§ Exercise prompt
Present the lines below as a numbered list, omitting any blank lines.

::: Records for the task

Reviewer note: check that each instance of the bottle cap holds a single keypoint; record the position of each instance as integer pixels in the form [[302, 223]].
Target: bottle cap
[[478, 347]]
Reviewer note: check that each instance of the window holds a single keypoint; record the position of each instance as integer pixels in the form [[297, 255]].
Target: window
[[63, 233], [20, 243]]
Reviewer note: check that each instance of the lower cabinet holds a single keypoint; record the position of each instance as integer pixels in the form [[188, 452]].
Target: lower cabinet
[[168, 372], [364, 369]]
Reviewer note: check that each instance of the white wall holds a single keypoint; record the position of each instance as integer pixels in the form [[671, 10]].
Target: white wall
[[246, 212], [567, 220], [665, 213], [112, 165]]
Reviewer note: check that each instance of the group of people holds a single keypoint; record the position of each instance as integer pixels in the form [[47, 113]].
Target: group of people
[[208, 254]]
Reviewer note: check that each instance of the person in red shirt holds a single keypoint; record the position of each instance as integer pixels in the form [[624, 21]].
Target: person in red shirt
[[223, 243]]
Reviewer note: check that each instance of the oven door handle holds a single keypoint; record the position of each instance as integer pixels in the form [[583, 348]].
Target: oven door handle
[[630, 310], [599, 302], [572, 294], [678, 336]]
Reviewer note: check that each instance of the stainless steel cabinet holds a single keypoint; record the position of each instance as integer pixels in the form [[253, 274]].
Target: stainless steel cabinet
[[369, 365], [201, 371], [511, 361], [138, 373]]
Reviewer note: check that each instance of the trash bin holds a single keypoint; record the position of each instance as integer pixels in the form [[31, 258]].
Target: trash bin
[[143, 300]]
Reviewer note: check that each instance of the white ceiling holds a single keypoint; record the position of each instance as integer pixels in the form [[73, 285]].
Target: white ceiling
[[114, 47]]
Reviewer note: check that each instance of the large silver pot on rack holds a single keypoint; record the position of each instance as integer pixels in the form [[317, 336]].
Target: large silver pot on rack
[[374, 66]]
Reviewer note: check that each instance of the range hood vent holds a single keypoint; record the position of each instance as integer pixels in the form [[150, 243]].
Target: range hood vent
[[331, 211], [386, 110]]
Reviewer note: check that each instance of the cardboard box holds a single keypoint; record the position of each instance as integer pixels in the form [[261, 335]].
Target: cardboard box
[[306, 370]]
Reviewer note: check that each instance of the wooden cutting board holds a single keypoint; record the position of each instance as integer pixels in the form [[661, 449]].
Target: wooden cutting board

::::::

§ Output of the task
1. Reviewer note: check that each instance of the bottle cap holds a single keypoint; record the position of each instance as integer pixels in the form [[302, 223]].
2. Target: bottle cap
3. [[478, 347]]
4. Reviewer note: check that each instance of the window holds a single keypoint; record the position of each instance as integer pixels in the form [[297, 255]].
5. Target: window
6. [[63, 233], [20, 243]]
7. Reviewer note: check that each instance of the lower cabinet holds a single keypoint; record the position of each instance as integer pixels in the form [[188, 452]].
8. Target: lower cabinet
9. [[168, 372], [364, 369]]
10. Reviewer note: check that each instance of the white wall holds a single keypoint; record the position of each instance as integer pixels in the form [[671, 10]].
11. Target: white wall
12. [[246, 212], [567, 220], [665, 213], [112, 165]]
13. Reviewer note: check that each instance of the group of people holds a single keypoint; record the position of each instance as integer pixels in the form [[47, 113]].
14. Target: group of people
15. [[208, 254]]
16. Reviewer note: check that each instance of the person in red shirt holds a single keypoint; record the position of each instance as integer pixels in the form [[624, 21]].
17. Target: person in red shirt
18. [[223, 243]]
19. Reviewer note: check that each instance of the oven door handle holds a single keypoint; record the position of each instance as integer pixels in the form [[583, 348]].
20. Target: oven door handle
21. [[630, 310], [599, 302], [572, 294], [678, 336]]
22. Reviewer note: check that each instance of the stainless steel cabinet holds a single keypoint; record the position of each instance as integer pixels in the form [[253, 274]].
23. Target: stainless steel cabinet
24. [[369, 365], [201, 371], [511, 361], [138, 373]]
25. Reviewer note: check that each instance of the trash bin holds a single keypoint; record the position of each instance as integer pixels in the form [[31, 258]].
26. Target: trash bin
27. [[143, 300]]
28. Reviewer note: check that each instance of the white ceiling holds a single keypoint; record the position of each instance as integer pixels in the form [[73, 285]].
29. Target: white ceiling
30. [[114, 47]]
31. Reviewer note: check that each instance of the large silver pot on rack holds a single keypoint; record the position of each instance as integer pixels in the form [[317, 336]].
32. Target: large silver pot on rack
33. [[374, 66]]
34. Reviewer note: check that each instance of the range hood vent holds a single keypoint; record the position of each instance as integer pixels in the form [[150, 243]].
35. Target: range hood vent
36. [[331, 211], [386, 110]]
37. Reviewer note: check that each instance of the cardboard box holds a single keypoint; record the position of each instance as integer pixels in the form [[261, 335]].
38. Target: cardboard box
39. [[306, 370]]
40. Reviewer note: check that each instance of the wooden cutting board holds a single keypoint; record the position of each instance as integer pixels in the form [[661, 449]].
41. Target: wooden cutting board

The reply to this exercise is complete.